### Exercise details
Please lay out the records below as a JSON list of strings, one string per line, with blank lines left out.

### Record extracts
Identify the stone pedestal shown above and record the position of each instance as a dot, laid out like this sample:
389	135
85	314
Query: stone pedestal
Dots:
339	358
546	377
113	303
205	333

### Solution to the exercise
[
  "Identify the stone pedestal shown above and record the position of each instance as a dot, laid out like this sample:",
  "389\t135",
  "85\t314",
  "Query: stone pedestal",
  "Dots:",
  "339\t358",
  "546\t377",
  "113\t303",
  "205\t333"
]